> GIVEN PROBLEM
Recast all of the data below as a JSON list of strings, with one string for each line and blank lines omitted.

(Location identification data)
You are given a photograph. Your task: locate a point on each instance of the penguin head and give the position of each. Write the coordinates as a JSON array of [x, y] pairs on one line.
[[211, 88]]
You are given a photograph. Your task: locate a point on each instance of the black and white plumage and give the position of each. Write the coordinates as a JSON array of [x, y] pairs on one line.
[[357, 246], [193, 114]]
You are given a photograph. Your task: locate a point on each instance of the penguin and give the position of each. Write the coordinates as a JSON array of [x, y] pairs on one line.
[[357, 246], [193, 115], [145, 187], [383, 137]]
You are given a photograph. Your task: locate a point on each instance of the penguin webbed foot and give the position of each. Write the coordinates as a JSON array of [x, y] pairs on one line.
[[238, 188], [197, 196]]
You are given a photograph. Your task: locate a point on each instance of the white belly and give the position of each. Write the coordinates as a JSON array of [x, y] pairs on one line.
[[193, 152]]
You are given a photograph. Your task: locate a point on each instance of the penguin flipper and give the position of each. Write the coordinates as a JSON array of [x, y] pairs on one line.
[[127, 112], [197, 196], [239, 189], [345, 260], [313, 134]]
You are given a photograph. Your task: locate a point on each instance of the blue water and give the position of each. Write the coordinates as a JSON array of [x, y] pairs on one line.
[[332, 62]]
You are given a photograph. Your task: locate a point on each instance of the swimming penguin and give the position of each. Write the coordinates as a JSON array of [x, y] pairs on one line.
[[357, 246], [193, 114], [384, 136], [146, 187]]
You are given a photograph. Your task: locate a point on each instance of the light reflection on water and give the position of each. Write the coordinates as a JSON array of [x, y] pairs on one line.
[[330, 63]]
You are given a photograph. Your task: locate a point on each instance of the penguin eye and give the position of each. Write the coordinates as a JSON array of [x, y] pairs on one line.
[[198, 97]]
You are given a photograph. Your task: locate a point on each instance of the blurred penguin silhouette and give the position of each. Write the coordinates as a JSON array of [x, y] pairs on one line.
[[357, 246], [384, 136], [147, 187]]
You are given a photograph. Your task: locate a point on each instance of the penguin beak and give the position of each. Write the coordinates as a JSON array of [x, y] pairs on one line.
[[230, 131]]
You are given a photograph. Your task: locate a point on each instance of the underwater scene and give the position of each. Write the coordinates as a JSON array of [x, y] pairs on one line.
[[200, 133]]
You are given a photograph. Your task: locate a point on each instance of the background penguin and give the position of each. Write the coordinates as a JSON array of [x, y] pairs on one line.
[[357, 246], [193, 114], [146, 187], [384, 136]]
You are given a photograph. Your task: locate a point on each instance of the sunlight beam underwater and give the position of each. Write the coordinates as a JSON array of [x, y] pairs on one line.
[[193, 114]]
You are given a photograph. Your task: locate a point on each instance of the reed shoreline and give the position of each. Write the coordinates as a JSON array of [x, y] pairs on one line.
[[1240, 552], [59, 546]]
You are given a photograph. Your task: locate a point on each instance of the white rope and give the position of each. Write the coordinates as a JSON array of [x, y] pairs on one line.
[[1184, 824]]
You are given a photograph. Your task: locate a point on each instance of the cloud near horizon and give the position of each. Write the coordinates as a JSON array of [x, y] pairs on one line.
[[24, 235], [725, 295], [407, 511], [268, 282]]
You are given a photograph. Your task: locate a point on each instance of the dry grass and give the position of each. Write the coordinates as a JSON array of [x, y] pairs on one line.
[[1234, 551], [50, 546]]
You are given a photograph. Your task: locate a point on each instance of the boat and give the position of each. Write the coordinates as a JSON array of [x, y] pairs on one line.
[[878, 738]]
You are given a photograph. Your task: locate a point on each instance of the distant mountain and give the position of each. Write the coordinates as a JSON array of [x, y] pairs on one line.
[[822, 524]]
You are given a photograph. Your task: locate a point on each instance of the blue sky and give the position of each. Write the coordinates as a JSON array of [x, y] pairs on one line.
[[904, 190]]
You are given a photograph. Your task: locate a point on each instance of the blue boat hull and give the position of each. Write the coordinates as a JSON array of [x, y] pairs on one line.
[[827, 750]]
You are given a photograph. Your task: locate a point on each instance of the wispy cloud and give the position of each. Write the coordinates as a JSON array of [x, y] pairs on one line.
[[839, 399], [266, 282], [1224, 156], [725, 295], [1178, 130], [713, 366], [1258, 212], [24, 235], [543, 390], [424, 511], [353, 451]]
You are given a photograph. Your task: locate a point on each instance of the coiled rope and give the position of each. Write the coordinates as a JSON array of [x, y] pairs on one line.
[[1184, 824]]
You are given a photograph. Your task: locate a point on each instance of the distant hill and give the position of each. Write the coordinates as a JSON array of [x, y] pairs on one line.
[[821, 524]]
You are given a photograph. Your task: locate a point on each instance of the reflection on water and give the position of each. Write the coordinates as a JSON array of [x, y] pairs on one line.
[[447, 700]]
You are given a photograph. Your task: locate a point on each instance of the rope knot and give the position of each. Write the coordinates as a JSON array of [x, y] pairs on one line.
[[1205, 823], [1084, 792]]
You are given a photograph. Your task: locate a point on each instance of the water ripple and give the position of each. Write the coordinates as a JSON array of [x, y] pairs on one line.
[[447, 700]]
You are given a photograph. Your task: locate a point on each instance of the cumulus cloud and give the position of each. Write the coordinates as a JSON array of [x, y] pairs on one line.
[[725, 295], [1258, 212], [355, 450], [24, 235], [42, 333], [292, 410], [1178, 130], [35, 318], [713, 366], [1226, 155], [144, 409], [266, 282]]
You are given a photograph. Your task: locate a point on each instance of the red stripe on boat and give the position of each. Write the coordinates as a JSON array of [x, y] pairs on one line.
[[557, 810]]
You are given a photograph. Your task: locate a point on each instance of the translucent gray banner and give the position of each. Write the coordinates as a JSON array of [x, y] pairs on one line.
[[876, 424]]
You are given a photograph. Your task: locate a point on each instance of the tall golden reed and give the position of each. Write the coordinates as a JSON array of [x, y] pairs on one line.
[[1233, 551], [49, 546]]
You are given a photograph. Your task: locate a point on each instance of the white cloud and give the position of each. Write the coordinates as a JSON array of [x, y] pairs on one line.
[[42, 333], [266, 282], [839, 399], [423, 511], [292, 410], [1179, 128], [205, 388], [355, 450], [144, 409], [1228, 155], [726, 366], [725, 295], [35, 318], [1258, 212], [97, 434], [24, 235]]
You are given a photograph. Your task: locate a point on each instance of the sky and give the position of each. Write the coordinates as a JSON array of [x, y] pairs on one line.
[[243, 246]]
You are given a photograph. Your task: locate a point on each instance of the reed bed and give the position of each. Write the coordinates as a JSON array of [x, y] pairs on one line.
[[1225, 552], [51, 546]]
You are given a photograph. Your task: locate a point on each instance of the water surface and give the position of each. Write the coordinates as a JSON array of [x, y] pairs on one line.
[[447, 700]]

> FINAL ANSWER
[
  "You are given a photograph. Your task: locate a point on each instance of the penguin head and give the position of each. Write the coordinates as a JSON array of [x, y] pairs on one line.",
  "[[211, 88]]",
  "You are given a photograph. Your task: locate a point on each instance of the black and white plumage and give the position of each. Write the coordinates as a JSON array of [x, y] pairs on one line.",
  "[[357, 246], [193, 114]]",
  "You are given a photograph. Your task: locate a point on each instance of the penguin and give the position of each. Write the coordinates as a JSON array of [x, y] pairs on one line.",
  "[[357, 246], [193, 115], [145, 187], [383, 137]]",
  "You are given a photograph. Your task: locate a point on each instance of the penguin webbed foot and give the position of each. Write the coordinates as a JSON array of [x, y] pairs on one line.",
  "[[238, 188], [197, 196]]",
  "You are given a photograph. Your task: locate a point on each instance of the white belly and give the position of each. Write the coordinates as a JSON array of [x, y] pairs on one line.",
  "[[193, 152]]",
  "You are given a photograph. Your task: locate a point on each instance of the penguin flipper and give the position of each. Write the coordinates as a JSON array of [x, y] pairs on one line.",
  "[[127, 112], [197, 196], [239, 189], [345, 260], [313, 134]]",
  "You are given a photograph. Your task: locate a point on each instance of the blue water and give the position of each. Write the coordinates as a JSON array of [x, y] pairs on one line.",
  "[[332, 62]]",
  "You are given a photograph. Your task: locate a point on each instance of the swimming penguin and give the position of each. Write the coordinates as a JSON array of [x, y] pairs on one line.",
  "[[357, 246], [193, 114], [384, 136], [146, 187]]",
  "You are given a photograph. Your task: locate a point on each instance of the light reflection on water and give the position of each. Write the coordinates as a JSON array of [x, y] pairs on one line.",
  "[[330, 63]]",
  "You are given a photograph. Your task: locate a point on each instance of the penguin eye and give the position of each. Write the coordinates as a JSON array of [x, y] pairs on one line.",
  "[[198, 97]]",
  "You are given a photograph. Your task: locate a point on each instance of the blurred penguin silhouette and give the position of each. Write the coordinates as a JSON array of [x, y] pairs on one line.",
  "[[357, 246], [384, 136], [147, 187]]",
  "You are given a photograph. Your task: locate a point on each instance of the penguin beak and give the position of each. Write the coordinates as a JSON array of [x, y] pairs on one line.",
  "[[230, 131]]",
  "You are given a photograph. Your task: locate a point on each instance of the underwater scene and give the position of each. Write the coordinates as a JSON array of [x, y] pairs on one line.",
  "[[200, 133]]",
  "You are given a photograph. Your task: locate a point on each instance of the background penguin and give the position of each. Write the coordinates as a JSON array of [x, y] pairs on one line.",
  "[[357, 246], [193, 114], [146, 187], [384, 136]]",
  "You are given a photograph. Your task: locate a point on each instance of the sunlight beam underwater and give the position of each. Write the coordinates as a JSON array of [x, y] pairs on one line.",
  "[[193, 114]]",
  "You are given a photograph. Your task: locate a point on each instance of the reed shoreline and give the position of each. Write the coordinates as a JSON array of [x, y] pairs on one line.",
  "[[1240, 552], [59, 546]]",
  "You are given a photograph. Your task: locate a point on each instance of the white rope and give the position of each. Write the coordinates as a JSON array of [x, y] pairs on one line.",
  "[[1184, 824]]",
  "You are given a photograph. Your task: locate a point on each instance of the cloud near horizon and give the position of each. Write the coordinates as a JSON array of [x, y] pairs on one line.",
  "[[24, 235], [725, 295], [407, 511], [268, 282]]",
  "You are given a photograph. Your task: locate a point on each instance of the dry grass and give the position of each. Write the coordinates as a JSON array of [x, y] pairs on one line.",
  "[[1234, 551], [50, 546]]",
  "You are given a photograph. Your task: locate a point on each instance of the boat and give the position of each. Write the coordinates as a JSON array of [x, y] pairs on one line.",
  "[[878, 738]]",
  "You are given a photograph. Your task: locate a point on each instance of the distant mountain and give the position of each. Write the coordinates as a JSON array of [x, y] pairs on one line.",
  "[[822, 524]]",
  "You are given a photograph. Your task: locate a point on each instance of the blue sky and give the position of each. Write the coordinates as a JSON array of [x, y] pairs on one line.",
  "[[904, 190]]",
  "You are given a photograph. Your task: locate a point on each instance of the blue boat hull and give the position of each. Write the coordinates as a JSON array of [x, y] pairs on one line.",
  "[[827, 750]]",
  "You are given a photograph. Your task: locate a point on each instance of the wispy cloud and give the position of each. Write the coordinates as a JSON array of [x, y] pairs on one line.",
  "[[839, 399], [266, 282], [1224, 156], [725, 295], [1178, 130], [713, 366], [1258, 212], [24, 235], [543, 390], [424, 511], [353, 451]]",
  "You are given a photograph. Your task: locate a point on each instance of the coiled rope and give the position of each. Write the coordinates as a JSON array of [x, y] pairs on one line.",
  "[[1184, 824]]",
  "You are given a photograph. Your task: locate a point on each instance of the distant hill and give the position of each. Write the coordinates as a JSON array of [x, y] pairs on one line.",
  "[[821, 524]]",
  "You are given a photograph. Your task: locate a point on each instance of the reflection on water and give the position of each. Write the coordinates as a JSON array of [x, y] pairs on one line.",
  "[[447, 700]]",
  "You are given a photograph. Your task: locate a point on each instance of the rope knot and give the position of each. Write the coordinates as a JSON array of [x, y] pairs on one line.",
  "[[1205, 823], [1084, 792]]",
  "You are given a photograph. Your task: locate a point on each instance of the water ripple and give the position of each. Write the coordinates as a JSON array of [x, y] pairs on one line.",
  "[[447, 700]]",
  "You are given a photograph. Your task: locate a point on each instance of the cumulus cloud and give the position of each. Write the coordinates as a JSON array of [x, y] pairs on one line.",
  "[[725, 295], [1258, 212], [355, 450], [24, 235], [42, 333], [292, 410], [1178, 130], [35, 318], [713, 366], [1226, 155], [144, 409], [266, 282]]",
  "You are given a photograph. Your task: locate a point on each instance of the red stripe on boat and give the position of each. Write the coordinates as a JSON array of [x, y] pairs on one line.",
  "[[557, 810]]",
  "You are given a photograph. Your task: locate a point on each instance of the translucent gray banner and give the position of each. Write the coordinates as a JSON array of [x, y] pairs on one line.",
  "[[876, 424]]",
  "You are given a photograph. Your task: locate a point on each instance of the tall golden reed and give the position of each. Write the coordinates as a JSON array of [x, y] pairs on one line.",
  "[[1233, 551], [49, 546]]",
  "You are given a photograph. Your task: locate a point on each instance of the white cloud and give the position of each. Write the coordinates as a JSON array of [x, y] pairs on one line.",
  "[[42, 333], [266, 282], [839, 399], [423, 511], [292, 410], [1179, 128], [205, 388], [355, 450], [144, 409], [1228, 155], [726, 366], [725, 295], [35, 318], [1258, 212], [97, 434], [24, 235]]",
  "You are given a photograph. Your task: locate a point on each instance of the sky and give the position of each. Write the coordinates as a JSON array of [x, y] pairs on one line.",
  "[[243, 246]]",
  "You are given a photograph. Your task: locate a point on each instance of the reed bed and give the position of each. Write the coordinates as a JSON array of [x, y] pairs on one line.",
  "[[1225, 552], [51, 546]]",
  "You are given a photograph. Your task: locate a point on each instance of the water surface and give the position of each. Write the coordinates as a JSON array of [x, y] pairs on one line.",
  "[[447, 700]]"
]